What you will do: Copy nothing but the lines running from the one containing "Can you see the green river" through the end of the listing below. Drop the pictures.

Excerpts from point annotation data:
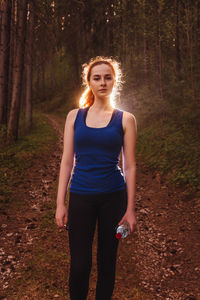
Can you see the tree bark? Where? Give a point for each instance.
(4, 58)
(177, 43)
(29, 56)
(13, 123)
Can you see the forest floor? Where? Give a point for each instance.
(160, 260)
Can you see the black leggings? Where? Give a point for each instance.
(84, 211)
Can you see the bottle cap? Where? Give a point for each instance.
(118, 235)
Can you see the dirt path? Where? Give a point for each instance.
(159, 261)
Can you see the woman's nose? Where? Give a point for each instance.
(103, 82)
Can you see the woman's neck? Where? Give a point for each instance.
(102, 104)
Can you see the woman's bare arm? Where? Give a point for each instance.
(66, 167)
(129, 166)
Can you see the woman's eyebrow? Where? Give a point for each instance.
(98, 75)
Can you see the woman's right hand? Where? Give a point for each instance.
(61, 215)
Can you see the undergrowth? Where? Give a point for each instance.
(169, 142)
(16, 159)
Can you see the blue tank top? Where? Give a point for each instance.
(97, 152)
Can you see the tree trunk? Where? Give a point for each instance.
(29, 56)
(177, 43)
(4, 58)
(13, 123)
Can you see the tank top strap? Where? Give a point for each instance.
(79, 117)
(117, 119)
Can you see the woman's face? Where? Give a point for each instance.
(102, 80)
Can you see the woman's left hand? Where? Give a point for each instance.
(130, 218)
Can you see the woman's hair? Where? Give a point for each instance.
(87, 97)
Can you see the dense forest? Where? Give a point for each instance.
(44, 43)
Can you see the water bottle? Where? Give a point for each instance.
(122, 231)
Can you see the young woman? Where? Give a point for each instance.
(95, 134)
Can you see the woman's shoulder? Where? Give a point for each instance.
(71, 116)
(128, 119)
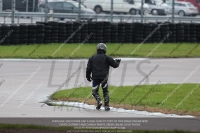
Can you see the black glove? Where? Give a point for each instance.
(89, 79)
(118, 60)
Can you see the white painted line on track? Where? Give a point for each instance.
(63, 60)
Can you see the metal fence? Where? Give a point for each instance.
(14, 10)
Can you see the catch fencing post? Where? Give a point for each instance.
(172, 11)
(13, 12)
(79, 10)
(27, 5)
(142, 8)
(45, 20)
(111, 14)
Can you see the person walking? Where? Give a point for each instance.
(98, 65)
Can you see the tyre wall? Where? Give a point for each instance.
(96, 32)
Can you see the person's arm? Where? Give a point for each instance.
(113, 63)
(89, 69)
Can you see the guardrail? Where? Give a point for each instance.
(122, 18)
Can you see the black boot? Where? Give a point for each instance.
(99, 103)
(107, 108)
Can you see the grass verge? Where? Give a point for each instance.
(16, 128)
(182, 99)
(37, 51)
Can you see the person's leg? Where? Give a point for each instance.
(95, 92)
(104, 86)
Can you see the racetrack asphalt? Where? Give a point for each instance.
(26, 83)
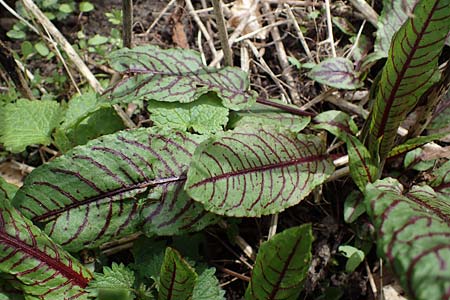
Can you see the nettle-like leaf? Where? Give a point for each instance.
(175, 75)
(252, 172)
(38, 265)
(393, 15)
(363, 168)
(177, 279)
(28, 122)
(204, 116)
(410, 70)
(336, 72)
(337, 123)
(260, 114)
(112, 186)
(281, 265)
(413, 235)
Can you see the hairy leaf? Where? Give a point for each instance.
(28, 122)
(336, 72)
(393, 15)
(204, 116)
(112, 186)
(116, 282)
(336, 122)
(410, 70)
(281, 265)
(259, 114)
(253, 172)
(178, 278)
(39, 266)
(363, 167)
(175, 75)
(413, 235)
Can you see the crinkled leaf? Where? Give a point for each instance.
(336, 72)
(336, 122)
(28, 122)
(178, 278)
(207, 287)
(410, 70)
(116, 282)
(363, 168)
(175, 75)
(259, 114)
(353, 206)
(112, 186)
(413, 232)
(252, 172)
(393, 15)
(281, 265)
(414, 143)
(204, 116)
(38, 265)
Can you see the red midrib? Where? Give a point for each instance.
(405, 67)
(64, 270)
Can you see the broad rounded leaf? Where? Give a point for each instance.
(337, 72)
(253, 172)
(177, 277)
(413, 235)
(175, 75)
(281, 265)
(40, 267)
(105, 189)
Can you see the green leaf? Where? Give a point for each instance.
(413, 234)
(393, 15)
(86, 6)
(28, 122)
(354, 255)
(336, 122)
(259, 115)
(116, 282)
(175, 75)
(281, 265)
(256, 171)
(363, 168)
(336, 72)
(411, 68)
(39, 267)
(204, 116)
(178, 278)
(114, 186)
(207, 287)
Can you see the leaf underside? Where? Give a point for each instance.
(252, 172)
(175, 75)
(410, 70)
(413, 235)
(281, 265)
(38, 265)
(112, 187)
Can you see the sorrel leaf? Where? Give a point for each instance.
(204, 116)
(28, 122)
(337, 72)
(363, 168)
(256, 171)
(393, 15)
(410, 70)
(413, 235)
(281, 265)
(175, 75)
(260, 114)
(177, 277)
(38, 265)
(104, 189)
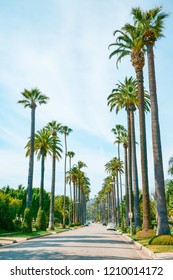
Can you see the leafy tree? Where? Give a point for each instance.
(129, 43)
(31, 99)
(151, 23)
(66, 131)
(43, 145)
(54, 128)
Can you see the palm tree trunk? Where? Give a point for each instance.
(121, 194)
(65, 162)
(42, 183)
(138, 63)
(31, 161)
(135, 175)
(74, 202)
(162, 222)
(118, 201)
(51, 214)
(126, 185)
(130, 168)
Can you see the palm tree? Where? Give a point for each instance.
(31, 99)
(70, 154)
(80, 165)
(124, 141)
(152, 23)
(72, 175)
(66, 131)
(42, 146)
(118, 130)
(129, 43)
(54, 128)
(113, 167)
(125, 95)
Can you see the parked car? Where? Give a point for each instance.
(111, 226)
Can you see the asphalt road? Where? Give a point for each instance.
(87, 243)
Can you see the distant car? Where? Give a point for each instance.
(111, 226)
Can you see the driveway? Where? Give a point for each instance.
(87, 243)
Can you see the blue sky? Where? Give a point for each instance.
(61, 47)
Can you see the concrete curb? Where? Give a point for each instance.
(139, 246)
(7, 241)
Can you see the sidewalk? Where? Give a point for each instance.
(158, 256)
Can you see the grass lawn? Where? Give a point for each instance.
(154, 248)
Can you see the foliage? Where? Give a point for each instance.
(27, 222)
(41, 219)
(146, 233)
(161, 240)
(59, 203)
(35, 202)
(9, 208)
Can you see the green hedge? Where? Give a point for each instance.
(162, 240)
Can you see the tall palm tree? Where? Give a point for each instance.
(70, 154)
(124, 141)
(113, 167)
(31, 99)
(80, 164)
(66, 131)
(54, 128)
(152, 23)
(72, 175)
(125, 95)
(118, 130)
(129, 43)
(43, 144)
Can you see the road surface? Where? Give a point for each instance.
(87, 243)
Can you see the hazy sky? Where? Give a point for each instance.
(61, 47)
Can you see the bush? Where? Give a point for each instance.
(161, 240)
(75, 224)
(27, 221)
(146, 233)
(41, 219)
(17, 224)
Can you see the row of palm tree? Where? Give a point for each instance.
(46, 142)
(135, 40)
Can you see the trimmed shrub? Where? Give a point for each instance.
(162, 240)
(27, 221)
(77, 224)
(146, 233)
(41, 219)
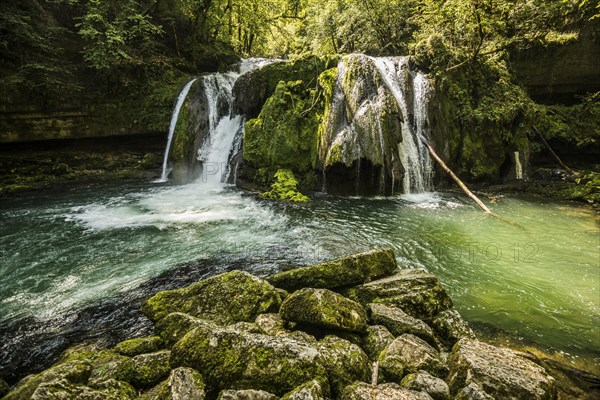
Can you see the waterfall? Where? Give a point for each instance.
(180, 99)
(411, 150)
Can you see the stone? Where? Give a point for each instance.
(409, 354)
(134, 347)
(398, 322)
(451, 327)
(416, 291)
(387, 391)
(176, 325)
(324, 308)
(498, 371)
(377, 339)
(422, 381)
(245, 360)
(227, 298)
(248, 394)
(345, 362)
(145, 370)
(309, 391)
(346, 271)
(472, 392)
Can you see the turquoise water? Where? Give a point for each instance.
(538, 282)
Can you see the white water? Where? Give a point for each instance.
(180, 99)
(412, 152)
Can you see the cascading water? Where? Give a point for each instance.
(412, 151)
(180, 99)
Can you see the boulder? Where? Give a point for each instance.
(422, 381)
(309, 391)
(377, 339)
(498, 371)
(248, 394)
(345, 362)
(398, 322)
(176, 325)
(346, 271)
(227, 298)
(409, 354)
(324, 308)
(145, 370)
(134, 347)
(244, 360)
(387, 391)
(416, 291)
(451, 327)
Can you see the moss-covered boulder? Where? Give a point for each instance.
(409, 354)
(309, 391)
(398, 322)
(498, 371)
(376, 340)
(285, 188)
(229, 358)
(146, 370)
(227, 298)
(387, 391)
(422, 381)
(134, 347)
(325, 309)
(345, 362)
(246, 394)
(416, 291)
(346, 271)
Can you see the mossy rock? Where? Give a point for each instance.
(243, 360)
(146, 370)
(227, 298)
(416, 291)
(324, 308)
(346, 271)
(285, 188)
(346, 363)
(134, 347)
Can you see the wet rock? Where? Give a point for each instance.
(346, 271)
(451, 327)
(473, 392)
(498, 371)
(249, 361)
(387, 391)
(409, 354)
(324, 308)
(134, 347)
(248, 394)
(227, 298)
(345, 362)
(377, 339)
(424, 382)
(416, 291)
(145, 370)
(398, 322)
(309, 391)
(176, 325)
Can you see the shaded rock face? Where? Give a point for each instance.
(226, 298)
(388, 391)
(371, 128)
(324, 308)
(346, 271)
(415, 291)
(499, 372)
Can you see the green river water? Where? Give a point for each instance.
(538, 282)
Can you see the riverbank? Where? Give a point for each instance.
(352, 328)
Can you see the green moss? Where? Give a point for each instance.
(285, 188)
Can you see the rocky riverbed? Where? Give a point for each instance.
(352, 328)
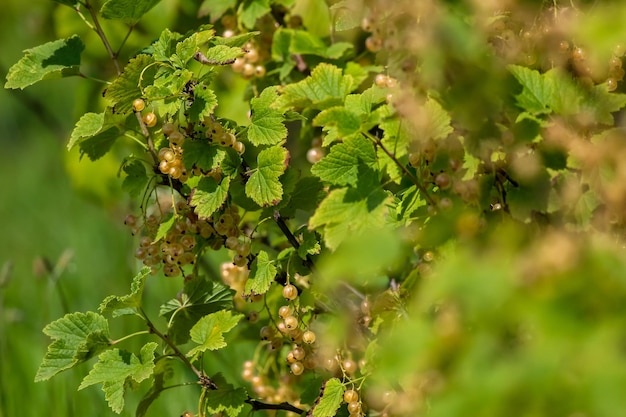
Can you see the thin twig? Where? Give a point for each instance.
(412, 177)
(258, 405)
(174, 348)
(280, 222)
(103, 38)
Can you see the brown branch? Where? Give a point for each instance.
(258, 405)
(280, 222)
(412, 177)
(102, 36)
(203, 378)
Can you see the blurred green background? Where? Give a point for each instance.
(63, 212)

Response for this exercise:
Can you see the green river water? Where? Give a point for each instance.
(538, 282)
Can you see the riverbank? Where? Give a point for each instance.
(352, 328)
Can you see the green moss? Where? Give a point for each instance.
(285, 188)
Can you see the rocky riverbed? Where? Give a point for each instance.
(352, 328)
Can you see the thin twig? Where? Give a point for each instance.
(412, 177)
(258, 405)
(174, 348)
(280, 222)
(103, 38)
Can you see the brown branch? Where? Give a point for each instance.
(258, 405)
(280, 222)
(412, 177)
(102, 36)
(203, 378)
Can you see the blurred green background? Where? Give a point for each instance.
(63, 212)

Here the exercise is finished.